WRITTEN TASK:
Find each line below that contains the string "black" and copy those lines in full. Match case exactly.

— Begin INFORMATION GIVEN —

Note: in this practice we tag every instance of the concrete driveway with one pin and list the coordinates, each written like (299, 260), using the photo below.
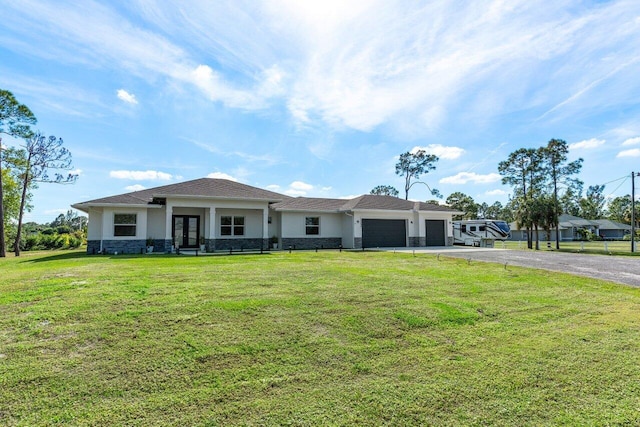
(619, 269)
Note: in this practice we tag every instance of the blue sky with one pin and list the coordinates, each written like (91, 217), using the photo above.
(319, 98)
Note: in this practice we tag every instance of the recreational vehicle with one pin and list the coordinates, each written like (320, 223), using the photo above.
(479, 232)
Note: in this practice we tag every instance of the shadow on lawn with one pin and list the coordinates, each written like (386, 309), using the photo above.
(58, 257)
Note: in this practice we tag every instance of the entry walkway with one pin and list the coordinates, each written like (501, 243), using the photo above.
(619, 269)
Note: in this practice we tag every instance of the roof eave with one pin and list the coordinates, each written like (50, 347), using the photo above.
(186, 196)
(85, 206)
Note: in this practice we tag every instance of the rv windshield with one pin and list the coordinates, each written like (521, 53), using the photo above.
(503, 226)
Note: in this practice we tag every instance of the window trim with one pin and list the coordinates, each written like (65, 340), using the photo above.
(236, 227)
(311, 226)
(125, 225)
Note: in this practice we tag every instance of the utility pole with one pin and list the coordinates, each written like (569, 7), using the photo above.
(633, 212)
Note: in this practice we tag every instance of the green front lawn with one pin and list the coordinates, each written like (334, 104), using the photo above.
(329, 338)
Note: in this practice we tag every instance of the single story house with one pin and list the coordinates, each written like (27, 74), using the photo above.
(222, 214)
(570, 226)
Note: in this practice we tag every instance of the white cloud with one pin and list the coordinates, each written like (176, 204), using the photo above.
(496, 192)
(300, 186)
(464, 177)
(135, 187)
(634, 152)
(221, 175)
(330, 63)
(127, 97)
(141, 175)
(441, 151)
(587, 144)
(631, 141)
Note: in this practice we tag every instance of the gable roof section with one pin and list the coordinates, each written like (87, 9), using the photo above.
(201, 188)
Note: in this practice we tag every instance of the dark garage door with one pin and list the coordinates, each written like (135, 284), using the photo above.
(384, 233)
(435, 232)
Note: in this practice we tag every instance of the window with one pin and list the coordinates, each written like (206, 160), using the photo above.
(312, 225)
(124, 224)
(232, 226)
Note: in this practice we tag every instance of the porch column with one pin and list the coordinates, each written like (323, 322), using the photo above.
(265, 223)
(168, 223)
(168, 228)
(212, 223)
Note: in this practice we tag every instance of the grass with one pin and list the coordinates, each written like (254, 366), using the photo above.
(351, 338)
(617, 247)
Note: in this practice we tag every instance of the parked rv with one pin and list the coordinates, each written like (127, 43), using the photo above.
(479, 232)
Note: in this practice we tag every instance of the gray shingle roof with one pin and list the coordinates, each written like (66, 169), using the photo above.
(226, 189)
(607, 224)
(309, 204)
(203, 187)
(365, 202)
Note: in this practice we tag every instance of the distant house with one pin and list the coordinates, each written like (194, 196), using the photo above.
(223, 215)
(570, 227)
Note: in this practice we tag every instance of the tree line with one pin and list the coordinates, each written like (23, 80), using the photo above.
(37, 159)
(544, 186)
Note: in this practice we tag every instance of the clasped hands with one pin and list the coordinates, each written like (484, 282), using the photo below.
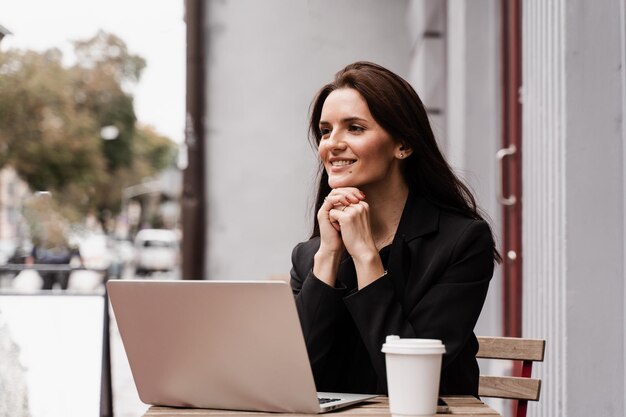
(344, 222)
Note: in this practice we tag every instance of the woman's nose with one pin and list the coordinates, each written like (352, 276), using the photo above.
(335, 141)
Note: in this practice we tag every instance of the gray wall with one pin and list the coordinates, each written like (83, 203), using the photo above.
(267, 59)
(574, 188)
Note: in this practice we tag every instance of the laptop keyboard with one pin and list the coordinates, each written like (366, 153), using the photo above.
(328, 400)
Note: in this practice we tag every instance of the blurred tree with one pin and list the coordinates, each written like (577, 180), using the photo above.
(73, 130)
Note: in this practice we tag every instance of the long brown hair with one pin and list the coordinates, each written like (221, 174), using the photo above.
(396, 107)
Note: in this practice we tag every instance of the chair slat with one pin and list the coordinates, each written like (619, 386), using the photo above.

— End INFORMATION GIVEN —
— Begin INFORMATION GIVEN —

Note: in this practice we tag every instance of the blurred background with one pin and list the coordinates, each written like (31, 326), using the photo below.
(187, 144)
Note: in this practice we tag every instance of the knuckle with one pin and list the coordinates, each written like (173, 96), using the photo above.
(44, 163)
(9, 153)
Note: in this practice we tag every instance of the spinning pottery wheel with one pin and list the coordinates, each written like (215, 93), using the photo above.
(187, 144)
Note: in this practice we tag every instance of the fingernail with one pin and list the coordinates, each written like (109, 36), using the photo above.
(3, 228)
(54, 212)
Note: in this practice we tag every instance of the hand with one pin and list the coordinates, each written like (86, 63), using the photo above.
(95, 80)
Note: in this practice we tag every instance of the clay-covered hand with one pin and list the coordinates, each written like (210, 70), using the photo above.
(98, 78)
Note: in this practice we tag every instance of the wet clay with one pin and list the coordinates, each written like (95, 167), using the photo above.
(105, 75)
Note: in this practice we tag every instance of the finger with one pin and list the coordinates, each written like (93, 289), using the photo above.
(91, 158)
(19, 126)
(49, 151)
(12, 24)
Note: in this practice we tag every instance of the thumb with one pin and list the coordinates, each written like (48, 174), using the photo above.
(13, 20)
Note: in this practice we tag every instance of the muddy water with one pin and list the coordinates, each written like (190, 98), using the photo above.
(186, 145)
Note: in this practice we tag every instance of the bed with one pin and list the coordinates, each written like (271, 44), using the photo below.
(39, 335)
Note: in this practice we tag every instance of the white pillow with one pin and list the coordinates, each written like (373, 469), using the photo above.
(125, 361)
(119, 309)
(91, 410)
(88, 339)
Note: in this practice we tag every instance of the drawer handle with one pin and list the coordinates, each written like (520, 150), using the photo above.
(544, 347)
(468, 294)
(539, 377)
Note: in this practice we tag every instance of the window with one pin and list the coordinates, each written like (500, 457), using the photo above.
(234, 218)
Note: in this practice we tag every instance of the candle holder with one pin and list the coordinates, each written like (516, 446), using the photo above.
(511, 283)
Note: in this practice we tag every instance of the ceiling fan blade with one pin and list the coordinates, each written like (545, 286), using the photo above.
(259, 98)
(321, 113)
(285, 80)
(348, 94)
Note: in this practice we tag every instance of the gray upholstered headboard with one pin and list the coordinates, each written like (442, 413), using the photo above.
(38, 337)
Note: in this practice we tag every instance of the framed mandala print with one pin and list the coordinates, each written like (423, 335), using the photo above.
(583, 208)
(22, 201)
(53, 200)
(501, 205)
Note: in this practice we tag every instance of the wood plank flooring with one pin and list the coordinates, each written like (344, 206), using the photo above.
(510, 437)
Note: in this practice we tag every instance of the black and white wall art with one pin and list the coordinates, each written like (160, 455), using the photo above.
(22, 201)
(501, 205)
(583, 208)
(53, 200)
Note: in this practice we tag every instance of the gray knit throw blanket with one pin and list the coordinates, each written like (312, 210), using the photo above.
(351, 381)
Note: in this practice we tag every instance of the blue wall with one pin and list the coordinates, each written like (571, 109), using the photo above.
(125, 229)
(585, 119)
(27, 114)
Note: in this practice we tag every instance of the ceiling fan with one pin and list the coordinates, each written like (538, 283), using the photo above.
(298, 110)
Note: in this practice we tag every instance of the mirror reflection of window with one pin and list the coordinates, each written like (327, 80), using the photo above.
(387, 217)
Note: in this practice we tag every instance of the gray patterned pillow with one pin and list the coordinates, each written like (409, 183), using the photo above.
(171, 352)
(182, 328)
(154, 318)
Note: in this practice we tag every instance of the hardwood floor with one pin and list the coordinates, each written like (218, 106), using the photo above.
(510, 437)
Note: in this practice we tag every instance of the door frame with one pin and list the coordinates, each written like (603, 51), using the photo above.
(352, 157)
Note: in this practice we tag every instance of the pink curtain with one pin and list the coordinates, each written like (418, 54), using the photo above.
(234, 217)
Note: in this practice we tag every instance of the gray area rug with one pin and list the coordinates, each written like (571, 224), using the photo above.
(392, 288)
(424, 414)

— End INFORMATION GIVEN —

EXERCISE OUTPUT:
Note: in this practice we tag every instance of the black and white wall art with one pin and list the coordinates, each written like (160, 455), using the photo above.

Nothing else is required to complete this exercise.